Pointing and labeling entries
━━━━

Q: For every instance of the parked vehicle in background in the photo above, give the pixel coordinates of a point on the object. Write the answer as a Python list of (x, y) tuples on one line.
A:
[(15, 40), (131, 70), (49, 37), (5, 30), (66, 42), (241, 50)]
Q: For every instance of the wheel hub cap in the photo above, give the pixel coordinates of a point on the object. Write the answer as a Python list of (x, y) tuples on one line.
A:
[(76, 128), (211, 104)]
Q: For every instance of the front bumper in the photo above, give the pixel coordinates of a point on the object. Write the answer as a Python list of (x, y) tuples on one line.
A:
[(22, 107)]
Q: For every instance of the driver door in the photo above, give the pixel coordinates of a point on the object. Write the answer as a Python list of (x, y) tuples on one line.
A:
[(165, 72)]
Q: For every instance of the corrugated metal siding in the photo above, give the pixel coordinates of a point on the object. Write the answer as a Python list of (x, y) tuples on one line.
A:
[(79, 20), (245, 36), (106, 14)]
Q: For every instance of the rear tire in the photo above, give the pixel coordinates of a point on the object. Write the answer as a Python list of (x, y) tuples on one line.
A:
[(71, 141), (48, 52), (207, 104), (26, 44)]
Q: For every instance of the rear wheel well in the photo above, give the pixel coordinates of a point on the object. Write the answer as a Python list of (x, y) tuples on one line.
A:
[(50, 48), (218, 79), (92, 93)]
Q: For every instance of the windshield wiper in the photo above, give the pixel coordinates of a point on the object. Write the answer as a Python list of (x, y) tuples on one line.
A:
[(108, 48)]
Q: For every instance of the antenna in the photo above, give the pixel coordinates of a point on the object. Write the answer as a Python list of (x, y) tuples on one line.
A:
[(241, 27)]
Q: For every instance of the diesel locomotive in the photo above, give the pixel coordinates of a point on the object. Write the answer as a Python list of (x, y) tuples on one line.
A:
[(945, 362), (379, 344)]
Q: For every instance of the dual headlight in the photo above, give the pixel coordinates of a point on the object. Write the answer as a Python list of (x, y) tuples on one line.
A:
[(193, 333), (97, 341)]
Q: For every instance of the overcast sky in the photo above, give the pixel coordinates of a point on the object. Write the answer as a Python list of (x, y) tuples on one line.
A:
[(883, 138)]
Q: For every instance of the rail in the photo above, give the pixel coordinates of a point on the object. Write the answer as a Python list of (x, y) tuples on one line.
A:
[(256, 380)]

━━━━

Starting with the line that contains "Q: For every instance of the diesel", return each line through the last one of the data above, exactly as written and nothing more.

• [RESPONSE]
Q: For every instance of the diesel locomotive in the photo above, give the pixel coordinates of a point on the object. Write the answer as a Python list of (x, y) tuples on one line.
A:
[(945, 362), (379, 344)]
Q: For every instance of the dual headlight in the photo above, give the pixel coordinates of a point on the object. Write the answer as a Python list of (x, y) tuples on one line.
A:
[(193, 333), (97, 341)]
Q: For every instance of the overcast sky in the photo above, give the pixel coordinates of a point on the object. Write the answer as a Python list of (x, y) tuples on one line.
A:
[(883, 138)]
Q: For every instance of the rail in the photo above, give the pixel coordinates of a point on the object. Write the answer as a Python list of (x, y) tuples on one line.
A:
[(256, 380)]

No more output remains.